任务说明:
请用两句话概括下方关于PEER类型恢复的节选。

节选:
■ ■ ■ ■ ■

对于恢复类型为PEER的任务，恢复动作的真正执行者为PeerRecoveryTargetService

 final AllocatedIndices<? extends Shard, ? extends AllocatedIndex<? extends Shard>> indicesService;
 
 T createShard(
                ShardRouting shardRouting,
                RecoveryState recoveryState,
                PeerRecoveryTargetService recoveryTargetService,     //实际执行函数-------------------------
                PeerRecoveryTargetService.RecoveryListener recoveryListener, //listener
                RepositoriesService repositoriesService,
                Consumer<IndexShard.ShardFailure> onShardFailure,
                Consumer<ShardId> globalCheckpointSyncer,
                RetentionLeaseSyncer retentionLeaseSyncer) throws IOException;

PeerRecoveryTargetService.doRecovery： StartRecoveryRequest通过RPC发送到源节点：

org.elasticsearch.indices.recovery.PeerRecoveryTargetService

public void doRun() {
   
            doRecovery(recoveryId);
        }


private void doRecovery(final long recoveryId) {
   
        final StartRecoveryRequest request;
        final RecoveryState.Timer timer;
        CancellableThreads cancellableThreads;
        try (RecoveryRef recoveryRef = onGoingRecoveries.getRecovery(recoveryId)) {
   
            if (recoveryRef == null) {
   
                logger.trace("not running recovery with id [{}] - can not find it (probably finished)", recoveryId);
                return;
            }
            final RecoveryTarget recoveryTarget = recoveryRef.target();
            timer = recoveryTarget.state().getTimer();
            cancellableThreads = recoveryTarget.cancellableThreads();
            try {
   
                assert recoveryTarget.sourceNode() != null : "can not do a recovery without a source node";
                logger.trace("{} preparing shard for peer recovery", recoveryTarget.shardId());
                recoveryTarget.indexShard().prepareForIndexRecovery();
                final long startingSeqNo = recoveryTarget.indexShard().recoverLocallyUpToGlobalCheckpoint(); //获取到startingseqno
                assert startingSeqNo == UNASSIGNED_SEQ_NO || recoveryTarget.state().getStage() == RecoveryState.Stage.TRANSLOG :
                    "unexpected recovery stage [" + recoveryTarget.state().getStage() + "] starting seqno [ " + startingSeqNo + "]";
                request = getStartRecoveryRequest(logger, clusterService.localNode(), recoveryTarget, startingSeqNo);   // 将metadataSnapshot等信息包装成request------------------------
            } catch (final Exception e) {
   
                // this will be logged as warning later on...

■ ■ ■ ■ ■

给定数据:

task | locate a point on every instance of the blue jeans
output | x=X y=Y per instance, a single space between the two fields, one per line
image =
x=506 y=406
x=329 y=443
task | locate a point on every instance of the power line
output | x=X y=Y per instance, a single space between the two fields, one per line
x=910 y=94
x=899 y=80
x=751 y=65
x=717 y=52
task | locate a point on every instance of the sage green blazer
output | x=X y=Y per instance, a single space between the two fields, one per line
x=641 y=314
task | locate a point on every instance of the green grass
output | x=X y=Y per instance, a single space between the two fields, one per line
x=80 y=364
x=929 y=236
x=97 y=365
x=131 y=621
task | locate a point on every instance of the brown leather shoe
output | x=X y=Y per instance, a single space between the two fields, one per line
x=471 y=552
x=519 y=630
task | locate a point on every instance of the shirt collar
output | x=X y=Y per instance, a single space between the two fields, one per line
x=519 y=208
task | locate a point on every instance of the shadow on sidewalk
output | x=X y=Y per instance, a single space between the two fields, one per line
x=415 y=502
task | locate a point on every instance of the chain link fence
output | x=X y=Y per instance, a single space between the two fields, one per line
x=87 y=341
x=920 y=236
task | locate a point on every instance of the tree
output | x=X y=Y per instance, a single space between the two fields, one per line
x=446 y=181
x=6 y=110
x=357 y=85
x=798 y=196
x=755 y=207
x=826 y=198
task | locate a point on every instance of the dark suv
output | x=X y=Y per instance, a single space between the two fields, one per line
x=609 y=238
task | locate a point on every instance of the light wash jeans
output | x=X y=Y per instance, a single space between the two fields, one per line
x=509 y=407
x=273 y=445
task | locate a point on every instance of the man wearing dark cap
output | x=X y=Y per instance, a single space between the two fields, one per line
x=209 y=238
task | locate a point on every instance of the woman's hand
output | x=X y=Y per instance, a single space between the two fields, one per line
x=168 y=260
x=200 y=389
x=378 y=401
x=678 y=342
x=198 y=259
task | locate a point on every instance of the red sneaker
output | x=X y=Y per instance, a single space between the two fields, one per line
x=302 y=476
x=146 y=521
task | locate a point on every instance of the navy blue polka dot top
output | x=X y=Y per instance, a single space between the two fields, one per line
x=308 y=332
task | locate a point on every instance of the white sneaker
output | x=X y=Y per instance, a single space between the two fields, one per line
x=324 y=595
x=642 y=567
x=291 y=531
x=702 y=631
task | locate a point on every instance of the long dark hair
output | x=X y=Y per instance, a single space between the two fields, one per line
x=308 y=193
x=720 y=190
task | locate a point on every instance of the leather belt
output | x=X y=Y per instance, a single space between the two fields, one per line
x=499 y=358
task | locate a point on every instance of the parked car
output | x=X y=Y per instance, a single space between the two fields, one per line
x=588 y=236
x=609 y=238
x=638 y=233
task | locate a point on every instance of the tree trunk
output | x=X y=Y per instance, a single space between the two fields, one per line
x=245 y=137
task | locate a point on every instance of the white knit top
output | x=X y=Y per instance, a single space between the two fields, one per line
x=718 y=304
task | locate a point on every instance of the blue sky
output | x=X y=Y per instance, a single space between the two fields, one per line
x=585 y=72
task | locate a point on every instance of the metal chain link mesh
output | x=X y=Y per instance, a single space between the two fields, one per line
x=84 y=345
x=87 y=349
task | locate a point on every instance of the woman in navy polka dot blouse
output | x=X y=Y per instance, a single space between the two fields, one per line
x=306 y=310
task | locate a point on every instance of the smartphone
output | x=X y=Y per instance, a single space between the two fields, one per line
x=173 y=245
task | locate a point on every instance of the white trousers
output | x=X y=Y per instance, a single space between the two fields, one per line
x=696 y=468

■ ■ ■ ■ ■

参考解答:
对于恢复类型为PEER的任务，真正执行恢复动作的是PeerRecoveryTargetService。它的doRecovery方法先获取起始序列号startingSeqNo，再把metadataSnapshot等信息包装成StartRecoveryRequest，通过RPC发送到源节点。